Check your understanding:
(a) Summarize the article on the sky-blue poison frog in two sentences.
(b) Write out everything in the article on the sky-blue poison frog from "The sky-blue poison" down to "San Martín Region.", word for word.

Passage to read:
<<<<

Sky-blue Poison Frog
- Conservation status: Endangered (IUCN 3.1)

Scientific classification
- Kingdom: Animalia
- Phylum: Chordata
- Class: Amphibia
- Order: Anura
- Family: Dendrobatidae
- Genus: Hyloxalus
- Species: H. azureiventris
- Binomial name: Hyloxalus azureiventris (Kneller and Henle, 1985)
- Synonyms: Phyllobates azureiventris Kneller and Henle, 1985 Dendrobates azureiventris (Kneller and Henle, 1985) Epipedobates azureiventris (Kneller and Henle, 1985) Cryptophyllobates azureiventris (Kneller and Henle, 1985) Ameerega azureiventris (Kneller and Henle, 1985)

= Sky-blue poison frog =

- Authority: (Kneller and Henle, 1985)
- Conservation status: EN
- Synonyms: Phyllobates azureiventris Kneller and Henle, 1985, Dendrobates azureiventris (Kneller and Henle, 1985), Epipedobates azureiventris (Kneller and Henle, 1985), Cryptophyllobates azureiventris (Kneller and Henle, 1985), Ameerega azureiventris (Kneller and Henle, 1985)

Species of amphibian

The sky-blue poison frog (Hyloxalus azureiventris) is a species of poison dart frog. It is endemic to Peru and known from the lower eastern versant of the Andes in the upper Amazon basin of the San Martín Region.

== Habitat and ecology ==
The species habitat is primarily lowland tropical rainforests as well as inland wetlands of Peru. The adult frog seems to prefer caves and rock piles, but juvenile frogs have been observed in the leaf litter. Little is known about the species' adaptability to modified habitats. This frog has been observed between 200 and 1200 meters above sea level.

This frog's range includes at least one protected park: Cordillera Escalera Regional Conservation Area.

==Reproduction==
People hear the male frogs calling to the female frogs at dusk. They perch on rocks or sit in crevices. The female frog lays 12–16 eggs in water in coconut shells, in hollows in the leaf litter, or in water in bromeliad plants. The male frogs guard the eggs during the two weeks they take to hatch. After that, the male frogs carry the tadpoles to water in streams, bromeliad plants, or even water-filled fallen palm leaves.

The tadpoles can grow to 11.5 mm. The end of the tail is round. Each tadpole has five rows of teeth, two on top and three on the bottom. The tadpoles are dark gray in color.

>>>>

Dataset:
<<<<

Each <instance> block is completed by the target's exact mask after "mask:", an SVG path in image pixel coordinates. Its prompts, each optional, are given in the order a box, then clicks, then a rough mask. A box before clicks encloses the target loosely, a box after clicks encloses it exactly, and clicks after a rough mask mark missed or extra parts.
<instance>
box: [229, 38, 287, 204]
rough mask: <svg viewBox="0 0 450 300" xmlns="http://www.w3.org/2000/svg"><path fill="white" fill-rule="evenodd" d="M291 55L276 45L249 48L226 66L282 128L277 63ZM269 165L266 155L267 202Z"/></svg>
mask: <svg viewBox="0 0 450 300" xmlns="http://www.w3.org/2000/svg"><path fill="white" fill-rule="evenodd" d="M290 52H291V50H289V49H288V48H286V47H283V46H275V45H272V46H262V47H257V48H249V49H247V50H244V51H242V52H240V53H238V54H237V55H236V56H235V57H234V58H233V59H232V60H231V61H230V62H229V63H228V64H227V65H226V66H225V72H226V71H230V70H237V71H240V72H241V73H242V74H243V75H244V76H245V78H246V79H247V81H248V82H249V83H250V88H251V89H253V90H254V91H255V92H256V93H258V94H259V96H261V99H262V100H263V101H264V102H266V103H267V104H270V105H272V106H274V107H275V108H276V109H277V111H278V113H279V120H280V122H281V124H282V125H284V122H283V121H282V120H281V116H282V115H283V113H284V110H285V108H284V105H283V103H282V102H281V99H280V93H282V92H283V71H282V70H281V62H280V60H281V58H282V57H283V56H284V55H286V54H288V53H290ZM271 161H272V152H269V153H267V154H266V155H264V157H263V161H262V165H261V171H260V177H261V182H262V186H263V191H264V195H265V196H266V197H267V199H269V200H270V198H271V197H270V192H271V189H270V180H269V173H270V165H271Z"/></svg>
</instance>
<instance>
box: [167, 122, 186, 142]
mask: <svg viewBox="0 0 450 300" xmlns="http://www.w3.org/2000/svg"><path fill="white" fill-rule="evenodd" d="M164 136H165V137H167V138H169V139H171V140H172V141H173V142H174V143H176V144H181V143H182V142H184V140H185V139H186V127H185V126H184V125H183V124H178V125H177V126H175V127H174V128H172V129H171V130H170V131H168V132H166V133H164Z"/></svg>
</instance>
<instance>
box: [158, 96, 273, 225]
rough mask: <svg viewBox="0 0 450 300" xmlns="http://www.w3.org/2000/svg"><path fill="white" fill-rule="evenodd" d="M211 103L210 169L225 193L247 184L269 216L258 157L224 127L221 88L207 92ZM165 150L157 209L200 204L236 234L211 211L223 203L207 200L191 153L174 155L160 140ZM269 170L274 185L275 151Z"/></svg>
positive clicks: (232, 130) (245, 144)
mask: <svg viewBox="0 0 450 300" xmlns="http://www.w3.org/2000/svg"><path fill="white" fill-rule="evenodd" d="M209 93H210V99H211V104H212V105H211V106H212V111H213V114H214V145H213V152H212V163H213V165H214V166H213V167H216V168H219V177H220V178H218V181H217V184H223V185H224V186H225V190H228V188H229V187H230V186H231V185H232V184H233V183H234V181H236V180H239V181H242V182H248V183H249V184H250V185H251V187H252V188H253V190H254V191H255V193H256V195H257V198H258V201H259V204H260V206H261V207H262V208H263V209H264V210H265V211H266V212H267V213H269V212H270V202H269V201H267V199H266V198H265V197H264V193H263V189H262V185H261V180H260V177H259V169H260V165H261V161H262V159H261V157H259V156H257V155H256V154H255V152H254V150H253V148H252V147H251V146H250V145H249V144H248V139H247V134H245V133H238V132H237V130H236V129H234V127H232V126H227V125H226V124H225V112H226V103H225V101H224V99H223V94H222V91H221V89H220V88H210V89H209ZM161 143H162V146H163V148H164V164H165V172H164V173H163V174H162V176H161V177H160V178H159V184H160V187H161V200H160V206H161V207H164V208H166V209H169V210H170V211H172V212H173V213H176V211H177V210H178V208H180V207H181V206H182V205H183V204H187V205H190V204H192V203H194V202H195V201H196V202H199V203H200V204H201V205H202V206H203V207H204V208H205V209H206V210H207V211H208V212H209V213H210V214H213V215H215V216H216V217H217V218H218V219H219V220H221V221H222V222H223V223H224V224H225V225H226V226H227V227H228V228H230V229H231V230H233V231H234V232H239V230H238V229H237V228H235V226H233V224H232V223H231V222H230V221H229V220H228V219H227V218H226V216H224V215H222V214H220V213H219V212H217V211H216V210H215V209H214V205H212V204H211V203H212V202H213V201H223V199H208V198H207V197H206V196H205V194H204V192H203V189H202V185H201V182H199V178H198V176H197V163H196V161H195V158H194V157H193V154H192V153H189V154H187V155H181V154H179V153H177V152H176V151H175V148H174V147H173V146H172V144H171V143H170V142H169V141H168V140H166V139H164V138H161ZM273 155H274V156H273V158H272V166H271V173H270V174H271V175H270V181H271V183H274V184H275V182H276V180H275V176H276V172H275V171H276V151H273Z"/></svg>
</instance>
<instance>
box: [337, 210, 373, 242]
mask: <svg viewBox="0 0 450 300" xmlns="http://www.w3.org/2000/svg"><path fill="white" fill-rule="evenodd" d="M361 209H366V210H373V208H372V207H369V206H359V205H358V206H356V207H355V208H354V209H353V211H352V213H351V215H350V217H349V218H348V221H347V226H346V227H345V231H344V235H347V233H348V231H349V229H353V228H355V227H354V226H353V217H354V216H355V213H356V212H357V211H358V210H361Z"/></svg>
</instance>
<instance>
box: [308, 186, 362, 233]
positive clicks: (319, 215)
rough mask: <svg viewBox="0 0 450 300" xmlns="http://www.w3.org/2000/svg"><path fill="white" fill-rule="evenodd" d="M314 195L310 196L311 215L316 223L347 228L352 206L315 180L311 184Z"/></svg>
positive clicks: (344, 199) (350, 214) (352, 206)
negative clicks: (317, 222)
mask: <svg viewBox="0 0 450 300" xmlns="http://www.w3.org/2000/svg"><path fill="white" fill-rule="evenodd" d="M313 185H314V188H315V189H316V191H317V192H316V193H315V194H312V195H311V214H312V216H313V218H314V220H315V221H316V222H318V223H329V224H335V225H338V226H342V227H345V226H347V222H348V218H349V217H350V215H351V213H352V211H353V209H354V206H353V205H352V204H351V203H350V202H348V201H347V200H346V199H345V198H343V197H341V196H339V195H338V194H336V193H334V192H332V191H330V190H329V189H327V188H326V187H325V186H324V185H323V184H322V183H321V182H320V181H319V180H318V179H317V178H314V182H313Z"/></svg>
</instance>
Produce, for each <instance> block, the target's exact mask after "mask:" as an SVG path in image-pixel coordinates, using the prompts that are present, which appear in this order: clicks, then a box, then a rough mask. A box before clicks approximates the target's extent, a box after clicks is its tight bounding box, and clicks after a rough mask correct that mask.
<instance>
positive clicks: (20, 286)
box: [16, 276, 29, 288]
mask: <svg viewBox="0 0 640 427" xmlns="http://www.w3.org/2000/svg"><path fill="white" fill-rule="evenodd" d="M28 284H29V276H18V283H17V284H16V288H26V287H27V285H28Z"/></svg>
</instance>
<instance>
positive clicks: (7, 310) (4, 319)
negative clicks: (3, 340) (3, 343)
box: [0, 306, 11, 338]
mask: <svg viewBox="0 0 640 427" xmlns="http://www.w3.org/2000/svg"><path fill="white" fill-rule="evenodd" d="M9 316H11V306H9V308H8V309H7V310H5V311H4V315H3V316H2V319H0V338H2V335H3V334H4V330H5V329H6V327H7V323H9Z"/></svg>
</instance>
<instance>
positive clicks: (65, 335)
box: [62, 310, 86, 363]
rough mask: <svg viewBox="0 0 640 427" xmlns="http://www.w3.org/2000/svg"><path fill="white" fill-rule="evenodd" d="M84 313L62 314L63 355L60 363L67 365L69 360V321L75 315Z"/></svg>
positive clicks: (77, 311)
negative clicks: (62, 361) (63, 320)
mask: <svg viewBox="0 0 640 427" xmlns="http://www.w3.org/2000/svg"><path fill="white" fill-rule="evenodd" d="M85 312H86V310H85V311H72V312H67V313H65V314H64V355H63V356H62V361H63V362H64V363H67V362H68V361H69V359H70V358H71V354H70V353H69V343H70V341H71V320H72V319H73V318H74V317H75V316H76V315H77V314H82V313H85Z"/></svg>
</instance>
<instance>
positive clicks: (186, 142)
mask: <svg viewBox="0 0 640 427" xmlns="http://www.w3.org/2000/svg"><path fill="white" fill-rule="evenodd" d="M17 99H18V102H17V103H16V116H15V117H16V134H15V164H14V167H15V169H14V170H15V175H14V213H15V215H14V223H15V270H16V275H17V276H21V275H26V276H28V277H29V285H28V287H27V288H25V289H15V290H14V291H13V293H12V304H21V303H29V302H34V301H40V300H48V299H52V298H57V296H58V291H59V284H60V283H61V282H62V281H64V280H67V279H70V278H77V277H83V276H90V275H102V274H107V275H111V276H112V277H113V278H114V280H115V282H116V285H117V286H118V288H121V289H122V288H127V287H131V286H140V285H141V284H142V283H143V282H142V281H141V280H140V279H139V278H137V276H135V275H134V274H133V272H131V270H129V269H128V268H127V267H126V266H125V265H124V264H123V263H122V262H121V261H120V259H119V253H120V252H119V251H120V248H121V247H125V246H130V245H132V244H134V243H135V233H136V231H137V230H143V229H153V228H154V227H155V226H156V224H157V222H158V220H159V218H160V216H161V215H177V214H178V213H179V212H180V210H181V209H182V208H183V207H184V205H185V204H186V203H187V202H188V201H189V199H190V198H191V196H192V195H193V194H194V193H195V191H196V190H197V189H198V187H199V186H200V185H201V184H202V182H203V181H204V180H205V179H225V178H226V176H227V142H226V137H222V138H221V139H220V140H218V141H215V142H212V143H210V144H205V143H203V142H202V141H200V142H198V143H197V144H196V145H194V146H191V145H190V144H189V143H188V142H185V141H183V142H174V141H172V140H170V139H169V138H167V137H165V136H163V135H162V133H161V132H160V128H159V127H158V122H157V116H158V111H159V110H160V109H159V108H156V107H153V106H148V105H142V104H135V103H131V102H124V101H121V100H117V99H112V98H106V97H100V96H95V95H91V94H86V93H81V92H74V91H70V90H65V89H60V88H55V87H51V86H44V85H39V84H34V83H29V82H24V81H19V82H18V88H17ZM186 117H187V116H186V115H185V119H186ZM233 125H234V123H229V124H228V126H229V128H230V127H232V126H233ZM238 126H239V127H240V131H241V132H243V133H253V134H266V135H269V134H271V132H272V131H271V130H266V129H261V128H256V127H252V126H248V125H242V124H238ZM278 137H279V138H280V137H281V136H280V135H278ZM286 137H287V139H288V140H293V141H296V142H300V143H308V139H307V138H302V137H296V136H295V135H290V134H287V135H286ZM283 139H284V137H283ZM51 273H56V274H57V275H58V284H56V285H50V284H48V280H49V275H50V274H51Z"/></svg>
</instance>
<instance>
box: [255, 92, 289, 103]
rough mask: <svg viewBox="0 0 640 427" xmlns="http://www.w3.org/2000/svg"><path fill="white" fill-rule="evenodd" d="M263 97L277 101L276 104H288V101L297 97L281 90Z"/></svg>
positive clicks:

>>>>

Answers per task:
(a) The sky-blue poison frog (Hyloxalus azureiventris) is an endangered poison dart frog endemic to Peru, where it lives in lowland tropical rainforests and inland wetlands of the San Martín Region between 200 and 1200 meters above sea level. The female lays 12–16 eggs in coconut shells, leaf-litter hollows, or bromeliad plants, and the males guard the eggs for the two weeks they take to hatch and then carry the tadpoles to water.

(b)
The sky-blue poison frog (Hyloxalus azureiventris) is a species of poison dart frog. It is endemic to Peru and known from the lower eastern versant of the Andes in the upper Amazon basin of the San Martín Region.